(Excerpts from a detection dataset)
* * * * * * * * *
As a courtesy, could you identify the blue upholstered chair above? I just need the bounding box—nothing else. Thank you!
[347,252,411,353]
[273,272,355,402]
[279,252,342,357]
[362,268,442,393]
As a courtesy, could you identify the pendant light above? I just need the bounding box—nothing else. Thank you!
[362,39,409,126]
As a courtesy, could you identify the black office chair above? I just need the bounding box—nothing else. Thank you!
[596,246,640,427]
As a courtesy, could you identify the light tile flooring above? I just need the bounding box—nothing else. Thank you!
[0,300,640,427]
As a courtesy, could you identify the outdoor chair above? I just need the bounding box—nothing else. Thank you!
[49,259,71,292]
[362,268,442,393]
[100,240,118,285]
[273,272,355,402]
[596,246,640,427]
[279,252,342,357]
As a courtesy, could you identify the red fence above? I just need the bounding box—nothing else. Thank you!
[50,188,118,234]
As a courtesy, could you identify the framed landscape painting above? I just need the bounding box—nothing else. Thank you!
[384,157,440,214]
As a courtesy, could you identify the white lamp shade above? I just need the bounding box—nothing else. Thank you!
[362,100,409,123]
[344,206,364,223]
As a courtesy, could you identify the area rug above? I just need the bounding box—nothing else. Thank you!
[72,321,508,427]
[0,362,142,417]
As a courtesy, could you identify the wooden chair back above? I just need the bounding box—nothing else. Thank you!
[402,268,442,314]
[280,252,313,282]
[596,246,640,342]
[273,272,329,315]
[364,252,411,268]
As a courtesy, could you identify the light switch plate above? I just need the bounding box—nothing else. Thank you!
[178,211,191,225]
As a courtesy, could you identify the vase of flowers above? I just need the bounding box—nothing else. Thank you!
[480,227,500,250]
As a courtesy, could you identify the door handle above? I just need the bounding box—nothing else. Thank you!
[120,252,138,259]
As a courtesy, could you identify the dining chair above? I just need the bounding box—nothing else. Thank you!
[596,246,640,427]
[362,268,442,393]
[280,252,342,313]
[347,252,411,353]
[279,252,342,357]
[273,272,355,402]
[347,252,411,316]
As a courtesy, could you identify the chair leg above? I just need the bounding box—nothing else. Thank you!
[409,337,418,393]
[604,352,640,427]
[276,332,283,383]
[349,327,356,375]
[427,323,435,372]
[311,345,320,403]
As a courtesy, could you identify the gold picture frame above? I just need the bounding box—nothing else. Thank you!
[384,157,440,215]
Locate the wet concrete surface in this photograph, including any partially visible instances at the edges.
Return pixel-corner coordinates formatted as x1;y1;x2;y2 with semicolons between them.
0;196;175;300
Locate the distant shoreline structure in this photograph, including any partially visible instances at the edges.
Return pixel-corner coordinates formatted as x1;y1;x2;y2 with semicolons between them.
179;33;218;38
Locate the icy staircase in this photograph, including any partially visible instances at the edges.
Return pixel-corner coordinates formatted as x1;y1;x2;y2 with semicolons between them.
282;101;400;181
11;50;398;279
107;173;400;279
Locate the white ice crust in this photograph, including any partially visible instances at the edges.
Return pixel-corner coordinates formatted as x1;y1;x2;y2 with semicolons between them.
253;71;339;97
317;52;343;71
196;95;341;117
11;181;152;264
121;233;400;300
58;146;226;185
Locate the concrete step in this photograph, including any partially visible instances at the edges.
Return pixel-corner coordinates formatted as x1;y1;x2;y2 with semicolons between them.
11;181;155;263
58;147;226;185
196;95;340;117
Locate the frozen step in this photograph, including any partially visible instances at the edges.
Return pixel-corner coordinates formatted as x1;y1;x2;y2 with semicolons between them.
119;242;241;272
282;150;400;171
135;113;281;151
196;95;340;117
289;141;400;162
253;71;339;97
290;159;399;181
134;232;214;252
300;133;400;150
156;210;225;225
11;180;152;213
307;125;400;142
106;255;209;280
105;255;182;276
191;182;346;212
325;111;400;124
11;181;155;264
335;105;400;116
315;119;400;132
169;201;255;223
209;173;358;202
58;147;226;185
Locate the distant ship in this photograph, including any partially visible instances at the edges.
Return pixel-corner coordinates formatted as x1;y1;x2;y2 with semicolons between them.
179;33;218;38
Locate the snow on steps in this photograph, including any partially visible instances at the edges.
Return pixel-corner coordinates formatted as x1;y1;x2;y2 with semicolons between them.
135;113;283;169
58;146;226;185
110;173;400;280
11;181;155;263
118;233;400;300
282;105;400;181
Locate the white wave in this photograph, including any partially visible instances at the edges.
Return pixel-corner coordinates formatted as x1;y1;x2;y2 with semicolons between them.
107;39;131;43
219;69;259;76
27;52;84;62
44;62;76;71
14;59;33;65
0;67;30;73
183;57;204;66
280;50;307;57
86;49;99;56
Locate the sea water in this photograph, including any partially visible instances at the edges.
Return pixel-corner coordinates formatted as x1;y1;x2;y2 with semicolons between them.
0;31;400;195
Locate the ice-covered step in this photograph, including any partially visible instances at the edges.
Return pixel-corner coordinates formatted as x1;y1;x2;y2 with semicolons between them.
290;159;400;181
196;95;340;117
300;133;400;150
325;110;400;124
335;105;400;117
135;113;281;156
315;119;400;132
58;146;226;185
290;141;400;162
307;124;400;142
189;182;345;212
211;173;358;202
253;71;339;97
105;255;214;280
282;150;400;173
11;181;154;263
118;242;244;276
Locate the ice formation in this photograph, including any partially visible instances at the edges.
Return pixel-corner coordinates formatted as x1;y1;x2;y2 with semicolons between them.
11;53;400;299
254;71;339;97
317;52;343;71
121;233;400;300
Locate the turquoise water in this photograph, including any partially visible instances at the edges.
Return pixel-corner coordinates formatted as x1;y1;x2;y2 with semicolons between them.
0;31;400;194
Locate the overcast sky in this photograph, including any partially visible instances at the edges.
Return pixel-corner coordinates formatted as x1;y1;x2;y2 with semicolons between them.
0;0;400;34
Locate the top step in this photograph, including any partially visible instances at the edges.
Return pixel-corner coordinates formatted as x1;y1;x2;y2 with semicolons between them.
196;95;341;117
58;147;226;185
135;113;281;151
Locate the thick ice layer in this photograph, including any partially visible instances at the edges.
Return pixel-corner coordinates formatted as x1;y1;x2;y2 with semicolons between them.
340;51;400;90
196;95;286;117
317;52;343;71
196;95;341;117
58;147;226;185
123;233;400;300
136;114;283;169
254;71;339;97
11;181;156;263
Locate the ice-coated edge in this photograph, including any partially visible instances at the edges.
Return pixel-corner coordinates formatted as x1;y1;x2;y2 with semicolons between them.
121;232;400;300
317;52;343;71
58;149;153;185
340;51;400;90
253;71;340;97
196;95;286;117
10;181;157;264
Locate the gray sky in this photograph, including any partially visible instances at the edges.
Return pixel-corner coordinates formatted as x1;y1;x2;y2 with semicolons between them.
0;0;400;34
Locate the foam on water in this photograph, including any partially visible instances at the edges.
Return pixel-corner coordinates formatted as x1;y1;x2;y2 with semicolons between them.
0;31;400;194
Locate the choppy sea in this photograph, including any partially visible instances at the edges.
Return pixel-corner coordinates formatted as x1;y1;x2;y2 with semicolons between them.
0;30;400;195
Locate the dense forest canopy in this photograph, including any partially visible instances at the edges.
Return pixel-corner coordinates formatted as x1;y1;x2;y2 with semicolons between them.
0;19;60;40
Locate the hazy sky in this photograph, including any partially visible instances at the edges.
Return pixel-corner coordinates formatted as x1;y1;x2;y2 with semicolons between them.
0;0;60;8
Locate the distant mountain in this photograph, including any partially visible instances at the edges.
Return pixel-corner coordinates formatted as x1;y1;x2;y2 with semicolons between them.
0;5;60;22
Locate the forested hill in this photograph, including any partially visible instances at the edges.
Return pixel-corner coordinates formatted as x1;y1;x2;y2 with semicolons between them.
* * * * * * * * *
EXERCISE AIM => Reproduce every line between the lines holding "Locate the top" and "11;181;156;263", inclusive, leaving all other text unchanged but shifting each coordinate in the answers up by 12.

SOLVED EXERCISE =>
Locate the top step in this photograph, including any partially visible instances at the edges.
Return pixel-corner coordinates formatted as x1;y1;x2;y2 with semicolons between them.
208;107;353;129
70;159;238;197
147;125;293;163
Locate the thick ice layer in this photograph, including any partially visible instances at the edges.
Return pixel-corner coordinates formatted as x1;y1;x2;y2 with semicolons between them.
352;63;412;102
208;107;298;129
329;64;355;83
208;107;353;129
70;159;238;197
135;245;412;312
148;126;295;181
266;83;351;109
23;193;168;275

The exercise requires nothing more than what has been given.